SELECTED PASSAGE –
──────
Overview
zenveil scan is the primary command. It dispatches the appropriate scanners based on the target type and returns a prioritized list of findings.
Scan a local repository
Arguments
| Argument | Description |
|---|
path | Path to the local repository or directory |
Flags
| Flag | Description |
|---|
--check-cves | Query OSV.dev for known CVEs in pinned dependencies. Adds ~2–5 seconds. |
--json <file> | Write scan results to a JSON file in addition to terminal output |
Examples
# Scan current directory
zenveil scan repo .
──────
RAW DATA –

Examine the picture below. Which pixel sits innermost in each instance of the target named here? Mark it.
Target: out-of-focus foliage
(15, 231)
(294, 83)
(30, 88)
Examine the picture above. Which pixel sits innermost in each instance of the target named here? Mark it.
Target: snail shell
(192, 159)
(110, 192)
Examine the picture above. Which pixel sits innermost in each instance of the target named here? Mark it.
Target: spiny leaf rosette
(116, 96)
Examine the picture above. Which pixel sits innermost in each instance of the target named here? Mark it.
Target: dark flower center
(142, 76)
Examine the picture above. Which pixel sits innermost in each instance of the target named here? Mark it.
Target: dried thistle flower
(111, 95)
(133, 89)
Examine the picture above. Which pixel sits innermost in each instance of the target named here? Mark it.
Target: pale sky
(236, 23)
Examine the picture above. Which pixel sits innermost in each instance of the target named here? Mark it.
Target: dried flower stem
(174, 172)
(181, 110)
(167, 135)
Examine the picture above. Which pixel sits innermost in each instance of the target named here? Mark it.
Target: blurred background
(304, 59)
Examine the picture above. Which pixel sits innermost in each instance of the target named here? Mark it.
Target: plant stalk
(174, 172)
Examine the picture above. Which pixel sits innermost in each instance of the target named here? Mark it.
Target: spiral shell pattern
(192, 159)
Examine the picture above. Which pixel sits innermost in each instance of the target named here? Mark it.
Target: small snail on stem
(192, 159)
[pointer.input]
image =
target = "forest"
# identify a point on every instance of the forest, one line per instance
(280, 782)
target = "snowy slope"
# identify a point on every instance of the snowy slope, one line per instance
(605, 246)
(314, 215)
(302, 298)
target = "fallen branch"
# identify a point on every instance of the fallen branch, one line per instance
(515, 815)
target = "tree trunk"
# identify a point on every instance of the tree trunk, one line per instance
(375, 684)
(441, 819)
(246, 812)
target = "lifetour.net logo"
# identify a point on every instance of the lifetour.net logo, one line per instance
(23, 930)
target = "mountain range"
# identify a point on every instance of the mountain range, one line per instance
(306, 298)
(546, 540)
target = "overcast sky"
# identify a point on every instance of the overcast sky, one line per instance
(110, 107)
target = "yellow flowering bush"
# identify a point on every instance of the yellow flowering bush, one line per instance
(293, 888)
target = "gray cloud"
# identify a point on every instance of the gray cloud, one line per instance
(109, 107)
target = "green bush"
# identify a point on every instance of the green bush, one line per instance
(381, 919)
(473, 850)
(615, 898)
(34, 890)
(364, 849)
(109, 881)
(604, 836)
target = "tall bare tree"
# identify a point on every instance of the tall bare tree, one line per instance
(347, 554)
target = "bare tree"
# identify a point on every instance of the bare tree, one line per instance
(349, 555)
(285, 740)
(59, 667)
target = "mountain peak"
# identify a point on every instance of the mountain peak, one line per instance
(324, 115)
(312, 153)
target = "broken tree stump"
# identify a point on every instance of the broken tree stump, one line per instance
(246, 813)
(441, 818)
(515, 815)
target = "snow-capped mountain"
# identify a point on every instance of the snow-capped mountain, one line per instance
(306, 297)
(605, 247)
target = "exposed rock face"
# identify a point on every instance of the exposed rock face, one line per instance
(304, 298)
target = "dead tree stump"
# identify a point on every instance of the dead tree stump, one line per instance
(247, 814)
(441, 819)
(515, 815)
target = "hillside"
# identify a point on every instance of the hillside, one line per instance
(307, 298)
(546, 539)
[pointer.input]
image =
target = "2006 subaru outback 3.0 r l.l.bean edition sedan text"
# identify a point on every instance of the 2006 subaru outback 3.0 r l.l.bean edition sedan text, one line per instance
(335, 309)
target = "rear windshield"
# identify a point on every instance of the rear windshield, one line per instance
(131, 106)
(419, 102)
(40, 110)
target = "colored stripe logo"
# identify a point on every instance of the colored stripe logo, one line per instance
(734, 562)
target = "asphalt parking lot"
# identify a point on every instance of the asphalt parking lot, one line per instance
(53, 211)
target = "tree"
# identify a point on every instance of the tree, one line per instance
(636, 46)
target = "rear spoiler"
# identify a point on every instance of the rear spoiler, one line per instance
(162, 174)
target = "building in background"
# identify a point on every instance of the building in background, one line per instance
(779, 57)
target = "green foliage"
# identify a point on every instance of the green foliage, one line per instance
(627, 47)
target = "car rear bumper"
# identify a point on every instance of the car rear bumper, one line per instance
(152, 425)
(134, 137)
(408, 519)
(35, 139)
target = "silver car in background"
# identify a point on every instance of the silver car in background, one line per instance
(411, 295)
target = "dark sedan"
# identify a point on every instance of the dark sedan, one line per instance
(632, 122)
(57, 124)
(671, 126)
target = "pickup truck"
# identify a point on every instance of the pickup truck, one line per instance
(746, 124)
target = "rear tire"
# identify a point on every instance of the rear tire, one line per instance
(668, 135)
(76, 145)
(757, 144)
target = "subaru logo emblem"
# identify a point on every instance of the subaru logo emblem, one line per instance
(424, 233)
──────
WORK TO BE COMPLETED –
From the zenveil scan documentation, copy verbatim the part that begins with the words containing "Scan a local" and ends with "scan repo .".

WORKED SOLUTION –
Scan a local repository
Arguments
| Argument | Description |
|---|
path | Path to the local repository or directory |
Flags
| Flag | Description |
|---|
--check-cves | Query OSV.dev for known CVEs in pinned dependencies. Adds ~2–5 seconds. |
--json <file> | Write scan results to a JSON file in addition to terminal output |
Examples
# Scan current directory
zenveil scan repo .